▸ Extracted data entries:
((

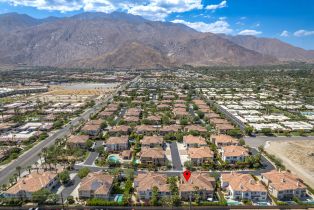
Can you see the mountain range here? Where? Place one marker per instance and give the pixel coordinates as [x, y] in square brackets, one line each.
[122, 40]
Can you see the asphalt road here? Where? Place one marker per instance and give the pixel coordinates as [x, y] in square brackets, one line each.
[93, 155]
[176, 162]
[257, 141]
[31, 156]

))
((

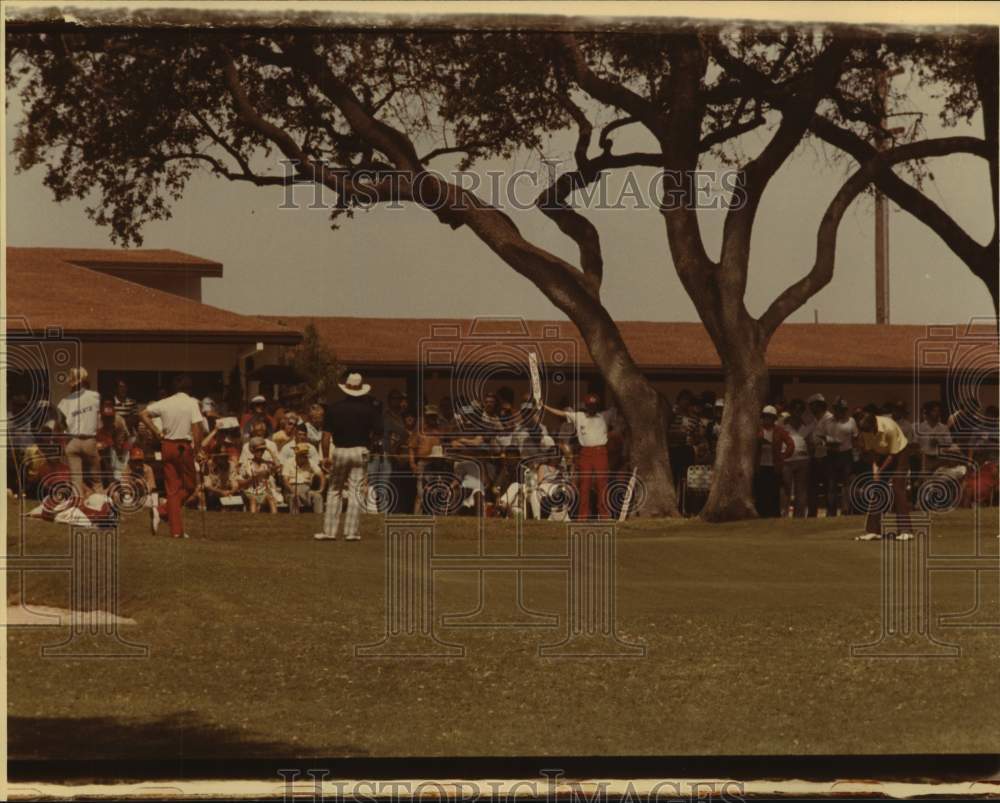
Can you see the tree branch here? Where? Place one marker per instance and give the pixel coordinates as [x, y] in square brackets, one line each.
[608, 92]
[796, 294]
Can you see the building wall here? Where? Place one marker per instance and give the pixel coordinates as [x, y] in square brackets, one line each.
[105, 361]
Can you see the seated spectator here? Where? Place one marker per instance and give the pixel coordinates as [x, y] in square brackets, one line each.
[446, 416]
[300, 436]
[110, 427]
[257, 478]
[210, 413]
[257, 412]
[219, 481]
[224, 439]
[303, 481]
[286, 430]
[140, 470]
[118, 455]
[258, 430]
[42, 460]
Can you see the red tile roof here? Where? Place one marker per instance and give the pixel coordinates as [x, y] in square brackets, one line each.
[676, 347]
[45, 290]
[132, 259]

))

▸ Exercise details:
Please count how many lines of the material above contain the string "here", treating uppercase and lowercase letters as different. Reply with the number alone.

▸ Answer for the task:
6